## ACTIVITY
Using the records that follow, copy every line containing the word "fork".

(Records contained in a dataset)
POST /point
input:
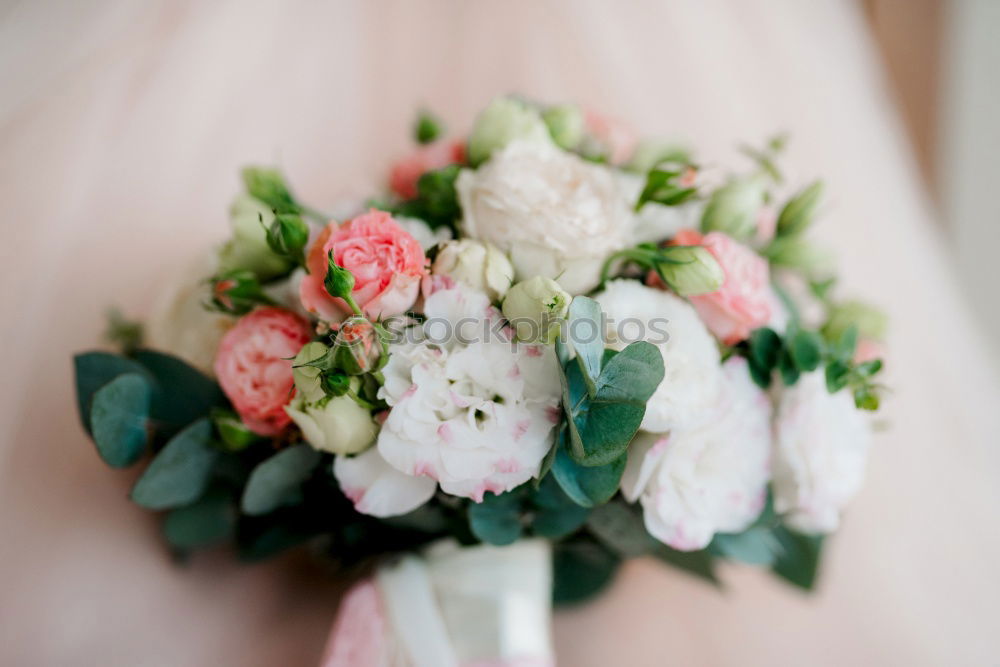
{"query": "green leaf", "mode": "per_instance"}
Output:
(276, 481)
(118, 416)
(587, 486)
(798, 560)
(806, 350)
(180, 472)
(184, 393)
(587, 338)
(556, 515)
(754, 546)
(581, 569)
(94, 370)
(209, 521)
(497, 519)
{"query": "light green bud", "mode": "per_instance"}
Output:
(536, 308)
(734, 207)
(248, 248)
(566, 125)
(505, 120)
(690, 270)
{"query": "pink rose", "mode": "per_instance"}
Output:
(386, 261)
(406, 172)
(254, 368)
(617, 137)
(744, 301)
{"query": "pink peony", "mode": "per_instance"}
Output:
(744, 302)
(406, 172)
(254, 368)
(386, 261)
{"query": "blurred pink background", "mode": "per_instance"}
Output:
(122, 127)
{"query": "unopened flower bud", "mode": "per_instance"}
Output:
(566, 124)
(536, 308)
(690, 270)
(733, 208)
(477, 264)
(505, 120)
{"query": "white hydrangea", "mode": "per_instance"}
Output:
(474, 414)
(692, 372)
(711, 479)
(821, 447)
(557, 215)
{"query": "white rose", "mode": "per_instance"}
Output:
(474, 416)
(378, 489)
(692, 373)
(821, 447)
(477, 264)
(181, 325)
(555, 214)
(711, 479)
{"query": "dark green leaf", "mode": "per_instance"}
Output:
(209, 521)
(180, 472)
(587, 485)
(581, 569)
(118, 417)
(93, 371)
(497, 519)
(276, 481)
(798, 559)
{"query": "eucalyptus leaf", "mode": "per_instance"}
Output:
(276, 481)
(181, 470)
(497, 519)
(118, 416)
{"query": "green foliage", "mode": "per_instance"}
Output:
(581, 569)
(209, 521)
(277, 480)
(427, 127)
(497, 519)
(118, 416)
(436, 202)
(181, 470)
(665, 187)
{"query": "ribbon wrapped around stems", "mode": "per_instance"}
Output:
(453, 606)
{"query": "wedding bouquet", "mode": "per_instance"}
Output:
(546, 332)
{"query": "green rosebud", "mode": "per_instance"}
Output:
(238, 292)
(308, 380)
(427, 128)
(536, 308)
(287, 236)
(566, 125)
(357, 346)
(689, 270)
(248, 249)
(232, 431)
(505, 120)
(339, 282)
(268, 185)
(734, 207)
(870, 321)
(792, 252)
(797, 214)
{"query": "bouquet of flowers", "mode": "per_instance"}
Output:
(548, 333)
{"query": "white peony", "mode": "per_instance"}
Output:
(555, 214)
(472, 413)
(378, 489)
(692, 373)
(821, 446)
(711, 479)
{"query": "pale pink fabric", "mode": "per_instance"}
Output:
(122, 125)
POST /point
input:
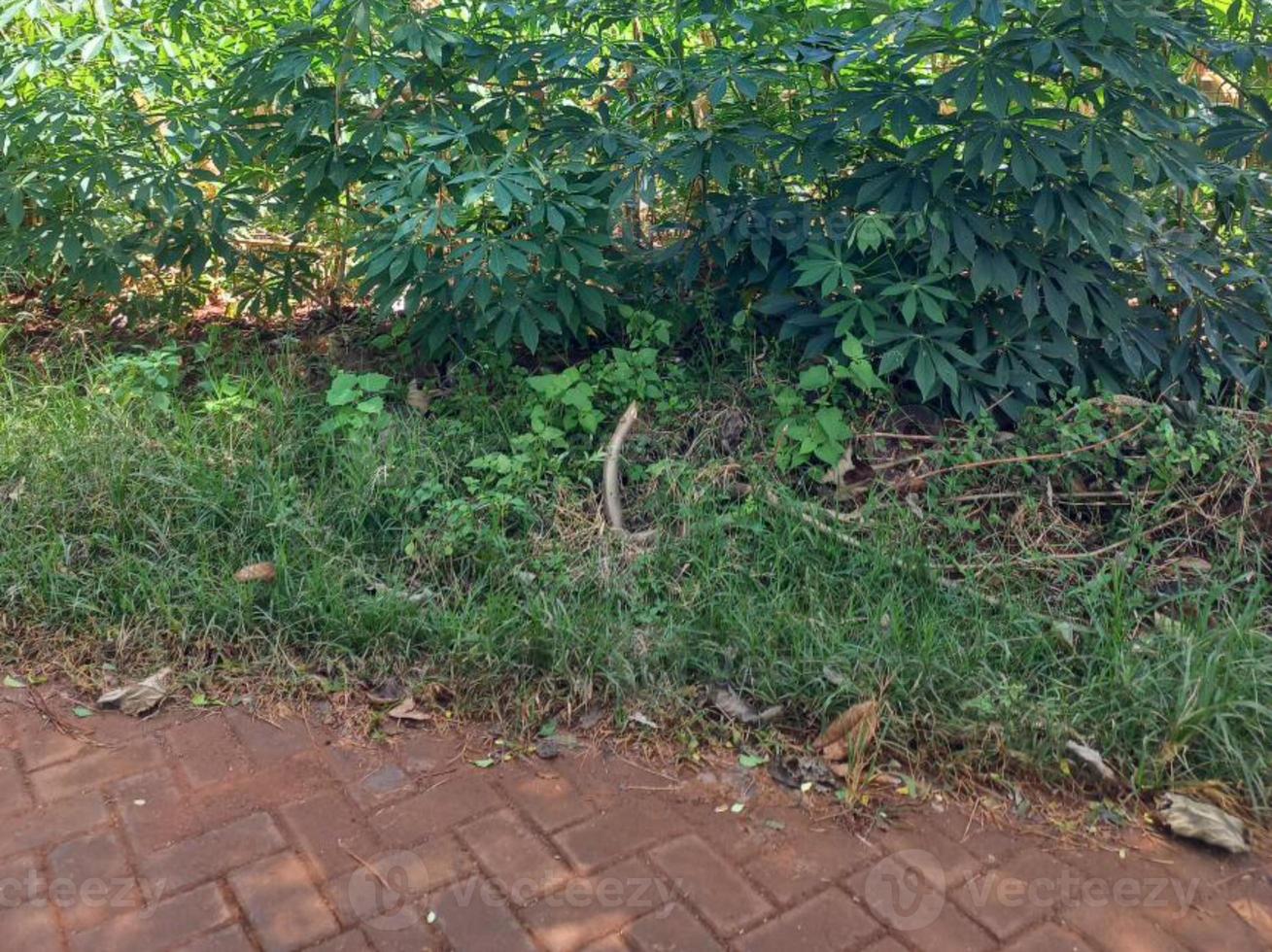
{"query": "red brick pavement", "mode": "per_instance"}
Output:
(221, 833)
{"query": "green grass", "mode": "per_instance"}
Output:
(130, 523)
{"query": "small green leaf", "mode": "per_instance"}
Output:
(814, 378)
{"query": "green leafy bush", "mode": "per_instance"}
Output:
(984, 202)
(357, 402)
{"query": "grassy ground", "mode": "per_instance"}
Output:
(456, 547)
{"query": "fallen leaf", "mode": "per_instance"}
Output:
(258, 572)
(418, 398)
(1065, 633)
(856, 726)
(1091, 759)
(802, 773)
(387, 692)
(1188, 563)
(140, 697)
(837, 678)
(1206, 823)
(406, 711)
(729, 703)
(15, 493)
(1256, 914)
(836, 750)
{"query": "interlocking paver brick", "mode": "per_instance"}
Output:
(904, 898)
(957, 862)
(418, 817)
(424, 754)
(281, 902)
(1117, 930)
(585, 910)
(414, 935)
(40, 828)
(346, 942)
(382, 784)
(885, 944)
(1017, 894)
(229, 938)
(408, 873)
(514, 857)
(268, 742)
(670, 930)
(102, 884)
(214, 853)
(1049, 936)
(720, 894)
(470, 915)
(614, 833)
(97, 769)
(314, 844)
(550, 800)
(41, 745)
(153, 811)
(206, 750)
(828, 922)
(609, 943)
(13, 788)
(28, 927)
(807, 862)
(169, 924)
(332, 833)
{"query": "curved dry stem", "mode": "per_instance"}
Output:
(612, 486)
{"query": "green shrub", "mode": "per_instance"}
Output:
(984, 202)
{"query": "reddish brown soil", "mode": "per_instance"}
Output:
(194, 831)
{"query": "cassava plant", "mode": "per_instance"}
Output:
(984, 202)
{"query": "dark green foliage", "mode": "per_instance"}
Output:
(991, 201)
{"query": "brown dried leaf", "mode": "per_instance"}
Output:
(418, 398)
(1256, 914)
(406, 711)
(856, 725)
(258, 572)
(140, 697)
(836, 750)
(1196, 820)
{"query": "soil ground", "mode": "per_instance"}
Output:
(222, 832)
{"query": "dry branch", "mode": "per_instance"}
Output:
(613, 482)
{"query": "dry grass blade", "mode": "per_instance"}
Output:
(613, 482)
(855, 728)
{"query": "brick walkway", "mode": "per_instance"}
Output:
(222, 833)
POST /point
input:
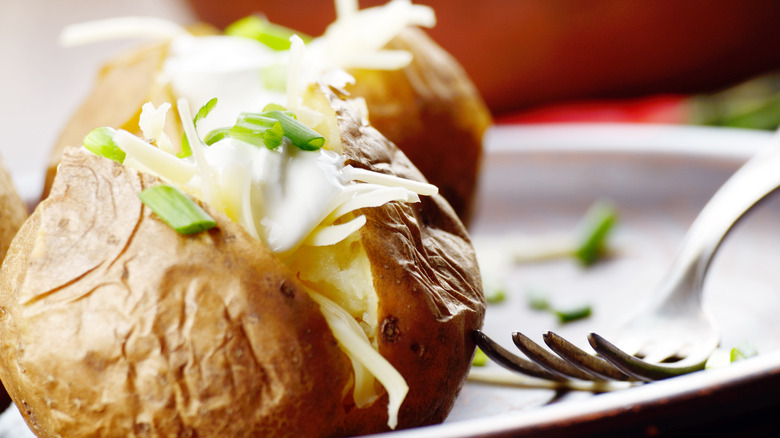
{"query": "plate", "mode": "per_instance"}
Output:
(536, 184)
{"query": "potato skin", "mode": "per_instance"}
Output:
(433, 112)
(114, 325)
(121, 87)
(13, 212)
(426, 275)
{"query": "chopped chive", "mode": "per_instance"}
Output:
(574, 314)
(596, 227)
(101, 142)
(204, 111)
(216, 135)
(537, 300)
(277, 107)
(300, 134)
(496, 296)
(480, 358)
(258, 131)
(186, 150)
(176, 209)
(259, 29)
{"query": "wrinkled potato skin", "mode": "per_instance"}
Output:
(13, 212)
(122, 86)
(115, 325)
(433, 112)
(426, 275)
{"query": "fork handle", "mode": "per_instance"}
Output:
(753, 181)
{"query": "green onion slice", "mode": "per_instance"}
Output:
(258, 130)
(176, 209)
(204, 111)
(495, 296)
(101, 142)
(259, 29)
(298, 133)
(480, 358)
(216, 135)
(597, 225)
(574, 314)
(538, 300)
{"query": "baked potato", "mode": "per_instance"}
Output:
(13, 213)
(433, 112)
(115, 324)
(13, 210)
(429, 107)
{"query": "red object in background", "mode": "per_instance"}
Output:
(672, 109)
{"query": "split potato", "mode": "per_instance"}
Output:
(433, 112)
(116, 325)
(430, 109)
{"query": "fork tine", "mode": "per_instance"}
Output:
(636, 367)
(582, 359)
(549, 361)
(510, 361)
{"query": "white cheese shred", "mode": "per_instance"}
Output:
(120, 28)
(208, 188)
(333, 234)
(377, 197)
(354, 342)
(154, 159)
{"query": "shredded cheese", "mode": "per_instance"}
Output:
(354, 342)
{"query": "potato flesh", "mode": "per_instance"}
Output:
(342, 273)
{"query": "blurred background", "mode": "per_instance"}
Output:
(535, 61)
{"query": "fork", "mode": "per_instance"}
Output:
(672, 334)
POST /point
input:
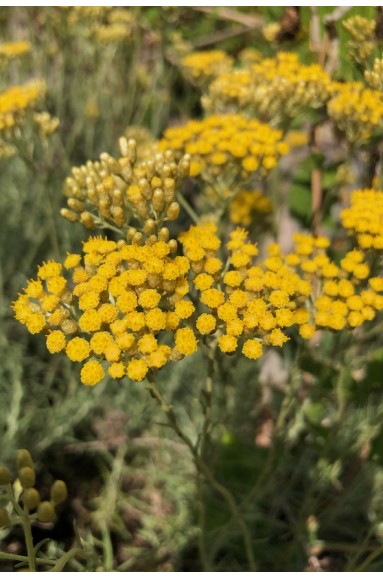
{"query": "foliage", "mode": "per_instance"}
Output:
(217, 274)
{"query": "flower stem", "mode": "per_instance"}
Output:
(204, 469)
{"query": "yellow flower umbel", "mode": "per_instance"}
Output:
(111, 307)
(226, 149)
(364, 218)
(356, 110)
(244, 305)
(16, 102)
(345, 296)
(202, 67)
(274, 89)
(12, 50)
(123, 192)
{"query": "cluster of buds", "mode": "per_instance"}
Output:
(273, 89)
(202, 67)
(12, 50)
(362, 32)
(374, 77)
(357, 111)
(22, 491)
(135, 197)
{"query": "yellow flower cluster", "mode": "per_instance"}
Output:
(274, 89)
(16, 101)
(118, 301)
(346, 295)
(203, 66)
(11, 50)
(364, 218)
(123, 191)
(356, 110)
(225, 149)
(244, 303)
(362, 32)
(246, 204)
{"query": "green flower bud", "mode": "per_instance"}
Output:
(46, 512)
(24, 459)
(5, 476)
(27, 477)
(59, 492)
(31, 498)
(4, 518)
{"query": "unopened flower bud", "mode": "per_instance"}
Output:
(69, 326)
(31, 498)
(164, 234)
(59, 492)
(149, 226)
(24, 459)
(4, 518)
(87, 220)
(173, 211)
(172, 244)
(158, 200)
(76, 205)
(69, 215)
(5, 476)
(46, 512)
(123, 144)
(27, 477)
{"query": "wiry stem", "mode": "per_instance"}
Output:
(203, 468)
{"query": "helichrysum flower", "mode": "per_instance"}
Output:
(246, 205)
(115, 311)
(273, 89)
(16, 102)
(356, 110)
(227, 146)
(364, 218)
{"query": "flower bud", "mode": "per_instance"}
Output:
(158, 200)
(69, 215)
(31, 498)
(87, 220)
(27, 477)
(46, 512)
(164, 234)
(5, 476)
(173, 211)
(4, 518)
(172, 244)
(69, 326)
(59, 492)
(24, 459)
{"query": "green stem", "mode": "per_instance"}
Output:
(188, 208)
(203, 468)
(61, 562)
(18, 558)
(29, 540)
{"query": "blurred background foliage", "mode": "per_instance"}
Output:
(313, 497)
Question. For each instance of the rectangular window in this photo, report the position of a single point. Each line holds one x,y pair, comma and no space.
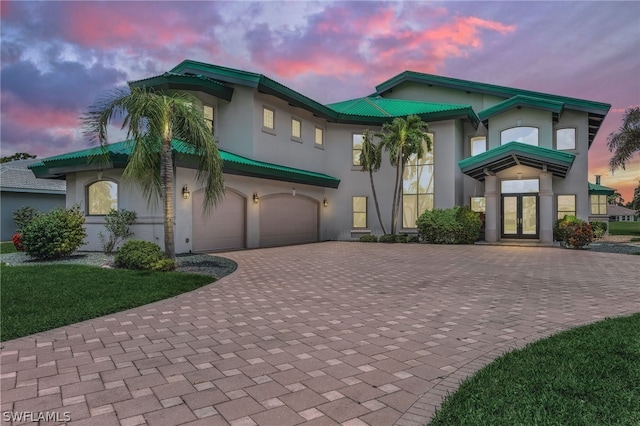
268,119
356,149
566,205
208,116
598,204
359,212
478,145
417,186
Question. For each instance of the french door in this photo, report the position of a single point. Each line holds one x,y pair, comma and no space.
520,216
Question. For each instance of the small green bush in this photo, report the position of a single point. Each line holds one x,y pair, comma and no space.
143,255
368,239
53,235
599,229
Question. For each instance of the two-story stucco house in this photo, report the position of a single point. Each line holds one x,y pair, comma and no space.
291,164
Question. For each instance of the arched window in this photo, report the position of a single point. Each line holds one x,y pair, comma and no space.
526,135
102,196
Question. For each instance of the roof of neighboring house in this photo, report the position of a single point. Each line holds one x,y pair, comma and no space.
15,176
517,153
118,154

## RESPONSE BOX
{"query": "fork handle", "mode": "per_instance"}
{"query": "fork tine", "mode": "per_instance"}
{"query": "fork", "mode": "per_instance"}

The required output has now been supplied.